(Supplied entries)
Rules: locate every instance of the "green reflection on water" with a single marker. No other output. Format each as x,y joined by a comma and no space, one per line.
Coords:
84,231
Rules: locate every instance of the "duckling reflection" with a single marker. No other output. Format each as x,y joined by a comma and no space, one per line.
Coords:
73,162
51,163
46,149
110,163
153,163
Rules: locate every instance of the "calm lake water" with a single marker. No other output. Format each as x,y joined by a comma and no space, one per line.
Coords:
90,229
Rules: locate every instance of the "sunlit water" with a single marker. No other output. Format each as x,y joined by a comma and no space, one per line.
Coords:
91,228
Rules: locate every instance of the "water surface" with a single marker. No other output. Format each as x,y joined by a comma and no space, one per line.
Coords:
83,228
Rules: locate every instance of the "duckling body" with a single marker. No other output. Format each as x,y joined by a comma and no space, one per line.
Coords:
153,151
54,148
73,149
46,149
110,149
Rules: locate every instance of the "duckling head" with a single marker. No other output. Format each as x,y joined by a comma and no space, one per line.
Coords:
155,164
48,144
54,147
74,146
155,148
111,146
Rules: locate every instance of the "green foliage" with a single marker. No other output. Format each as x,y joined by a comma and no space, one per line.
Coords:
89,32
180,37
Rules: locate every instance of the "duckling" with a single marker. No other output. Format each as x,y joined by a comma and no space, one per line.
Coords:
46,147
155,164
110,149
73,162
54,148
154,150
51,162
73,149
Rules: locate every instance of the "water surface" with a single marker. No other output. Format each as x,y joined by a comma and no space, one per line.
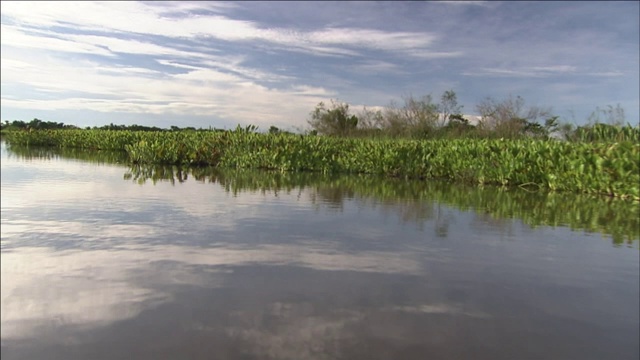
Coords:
105,261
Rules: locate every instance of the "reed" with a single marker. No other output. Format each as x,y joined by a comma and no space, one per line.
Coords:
609,168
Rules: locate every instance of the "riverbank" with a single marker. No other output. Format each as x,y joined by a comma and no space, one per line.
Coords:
611,169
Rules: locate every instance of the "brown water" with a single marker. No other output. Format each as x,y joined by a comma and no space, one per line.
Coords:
98,263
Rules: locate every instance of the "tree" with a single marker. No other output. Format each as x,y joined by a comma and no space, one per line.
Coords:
417,117
448,106
334,120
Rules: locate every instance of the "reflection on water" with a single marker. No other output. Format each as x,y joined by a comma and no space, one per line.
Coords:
197,263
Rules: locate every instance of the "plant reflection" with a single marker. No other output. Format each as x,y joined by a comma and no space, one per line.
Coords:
419,201
416,201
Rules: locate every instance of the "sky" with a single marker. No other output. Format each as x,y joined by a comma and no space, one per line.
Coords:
220,64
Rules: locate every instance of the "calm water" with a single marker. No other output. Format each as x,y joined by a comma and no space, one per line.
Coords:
103,261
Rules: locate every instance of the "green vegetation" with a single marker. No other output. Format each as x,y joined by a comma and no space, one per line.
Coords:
418,139
415,200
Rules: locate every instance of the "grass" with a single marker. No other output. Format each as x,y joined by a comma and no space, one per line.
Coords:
607,168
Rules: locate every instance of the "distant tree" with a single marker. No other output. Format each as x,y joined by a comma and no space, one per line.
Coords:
611,115
510,117
416,117
448,106
333,120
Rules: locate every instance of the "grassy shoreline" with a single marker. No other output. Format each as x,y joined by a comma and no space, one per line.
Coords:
611,169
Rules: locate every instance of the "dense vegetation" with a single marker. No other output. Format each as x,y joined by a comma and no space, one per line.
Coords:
506,146
597,167
413,201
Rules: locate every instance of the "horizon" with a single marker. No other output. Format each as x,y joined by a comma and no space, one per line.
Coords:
223,64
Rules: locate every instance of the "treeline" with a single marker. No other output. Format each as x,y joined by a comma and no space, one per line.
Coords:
510,118
37,124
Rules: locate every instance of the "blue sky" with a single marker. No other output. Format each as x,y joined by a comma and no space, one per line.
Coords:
269,63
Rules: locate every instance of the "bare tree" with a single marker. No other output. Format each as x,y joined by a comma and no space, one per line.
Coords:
334,120
414,117
448,106
510,116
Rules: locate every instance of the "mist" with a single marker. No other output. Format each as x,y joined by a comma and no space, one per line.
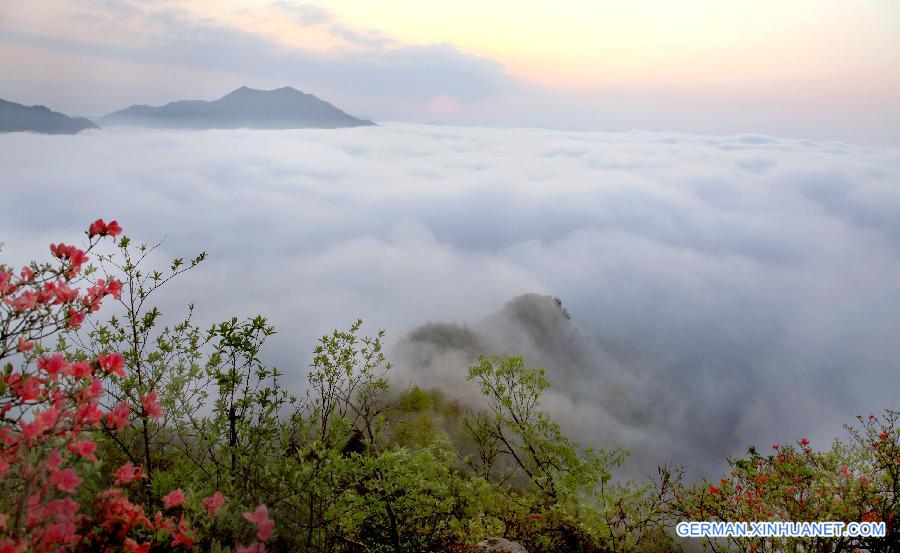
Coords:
715,291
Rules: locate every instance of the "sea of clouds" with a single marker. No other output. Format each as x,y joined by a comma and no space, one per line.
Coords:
721,291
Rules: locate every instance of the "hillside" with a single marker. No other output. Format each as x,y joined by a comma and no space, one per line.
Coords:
282,108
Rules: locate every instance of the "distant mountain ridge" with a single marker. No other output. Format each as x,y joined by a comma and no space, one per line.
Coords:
17,117
282,108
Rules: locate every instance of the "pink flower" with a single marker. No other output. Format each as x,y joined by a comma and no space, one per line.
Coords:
133,546
113,364
84,449
66,480
173,499
263,523
53,364
97,228
128,473
82,369
76,318
254,547
150,403
214,503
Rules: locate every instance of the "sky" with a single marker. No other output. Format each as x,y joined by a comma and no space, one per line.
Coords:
821,69
723,290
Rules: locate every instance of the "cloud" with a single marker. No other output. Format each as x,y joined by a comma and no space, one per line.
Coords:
368,38
723,290
375,75
304,14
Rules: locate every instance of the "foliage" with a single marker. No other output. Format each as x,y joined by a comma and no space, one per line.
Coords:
854,481
51,415
137,434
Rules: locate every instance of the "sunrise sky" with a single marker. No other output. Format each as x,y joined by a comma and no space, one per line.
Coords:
804,68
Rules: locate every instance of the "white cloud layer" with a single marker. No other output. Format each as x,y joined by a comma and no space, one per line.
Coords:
723,290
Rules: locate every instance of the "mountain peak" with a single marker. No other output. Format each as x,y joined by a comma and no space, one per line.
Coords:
17,117
244,107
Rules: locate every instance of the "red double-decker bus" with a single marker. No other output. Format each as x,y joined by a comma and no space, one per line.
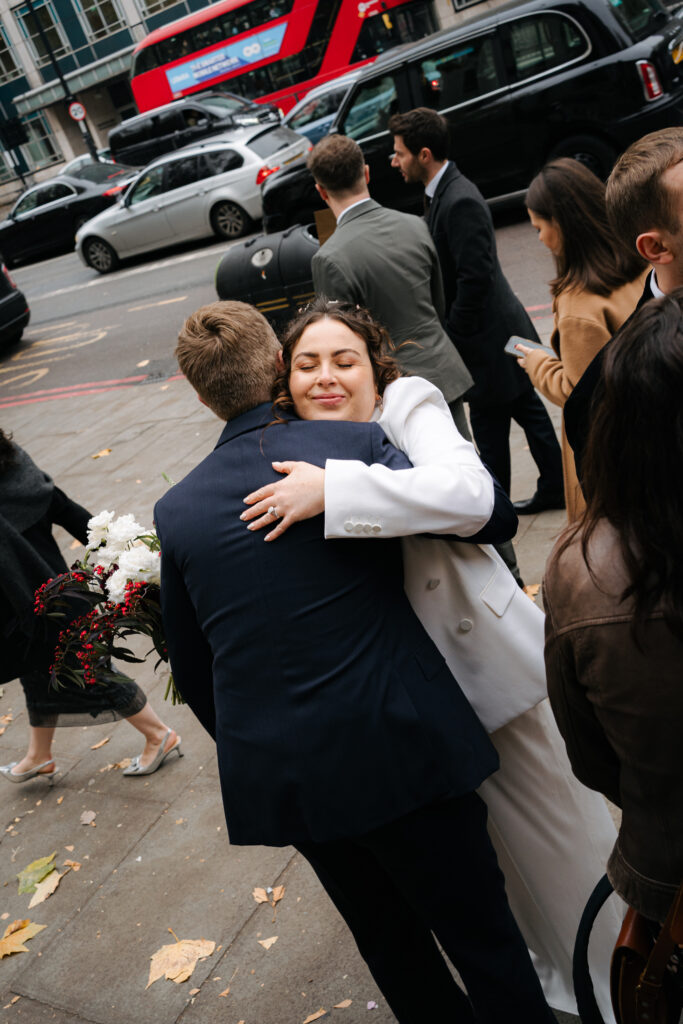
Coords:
273,50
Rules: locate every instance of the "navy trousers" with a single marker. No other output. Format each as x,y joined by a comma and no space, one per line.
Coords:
491,426
433,876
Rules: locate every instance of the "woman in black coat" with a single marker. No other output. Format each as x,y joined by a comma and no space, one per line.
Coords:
30,505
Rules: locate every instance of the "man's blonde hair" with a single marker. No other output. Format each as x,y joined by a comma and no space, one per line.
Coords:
338,166
637,199
227,352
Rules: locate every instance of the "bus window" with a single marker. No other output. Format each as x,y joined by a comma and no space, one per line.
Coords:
274,50
403,25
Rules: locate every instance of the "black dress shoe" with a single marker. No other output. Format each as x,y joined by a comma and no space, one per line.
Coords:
529,506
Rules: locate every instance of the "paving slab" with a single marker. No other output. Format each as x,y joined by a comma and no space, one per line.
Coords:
49,820
181,873
314,964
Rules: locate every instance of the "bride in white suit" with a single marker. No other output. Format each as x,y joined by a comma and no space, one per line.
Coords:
552,836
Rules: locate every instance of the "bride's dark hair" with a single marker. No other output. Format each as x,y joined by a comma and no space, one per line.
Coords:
379,345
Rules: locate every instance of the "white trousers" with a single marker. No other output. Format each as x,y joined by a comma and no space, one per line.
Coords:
552,837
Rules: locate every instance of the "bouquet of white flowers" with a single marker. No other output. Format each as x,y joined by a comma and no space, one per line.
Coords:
119,582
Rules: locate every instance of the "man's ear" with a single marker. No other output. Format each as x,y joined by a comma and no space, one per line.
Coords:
652,247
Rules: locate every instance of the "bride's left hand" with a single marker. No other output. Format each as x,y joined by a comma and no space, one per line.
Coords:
299,496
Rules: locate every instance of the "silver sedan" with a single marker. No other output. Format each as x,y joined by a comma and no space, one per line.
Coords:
212,186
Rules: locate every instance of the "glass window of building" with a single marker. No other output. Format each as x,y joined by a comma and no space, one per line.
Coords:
152,6
41,150
50,26
9,70
101,17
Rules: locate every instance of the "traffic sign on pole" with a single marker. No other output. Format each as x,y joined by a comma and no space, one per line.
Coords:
77,111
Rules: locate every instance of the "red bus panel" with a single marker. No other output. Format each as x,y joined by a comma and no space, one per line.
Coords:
276,61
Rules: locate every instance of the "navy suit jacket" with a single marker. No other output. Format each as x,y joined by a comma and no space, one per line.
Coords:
482,311
333,711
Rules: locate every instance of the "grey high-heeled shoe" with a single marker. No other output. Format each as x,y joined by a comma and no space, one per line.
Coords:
135,768
6,772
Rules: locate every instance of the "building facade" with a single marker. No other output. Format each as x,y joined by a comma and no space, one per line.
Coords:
92,41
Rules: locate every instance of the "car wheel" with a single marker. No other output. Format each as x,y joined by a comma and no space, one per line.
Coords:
593,153
228,220
99,255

(Short exercise) Gather every line of the material above that contains the word "reflection", and copy each one in full.

(Complete response)
Rules: locate every instance of the "green reflection on water" with a single marker. No other output. Format each as x,y joined by a comma and no space, one per line.
Rules: locate every instance of the "duckling reflection" with a single marker. No other output. Format each as x,y joined by a comma and no space, one per line.
Rules: locate every instance of the "reflection on water" with a single marker. No other output. Format each as x,y joined by a comma and no space, one per line.
Rules: locate every instance of the "plant reflection" with a single marker. No other output. Format each as x,y joined by a comma and no space, one per line.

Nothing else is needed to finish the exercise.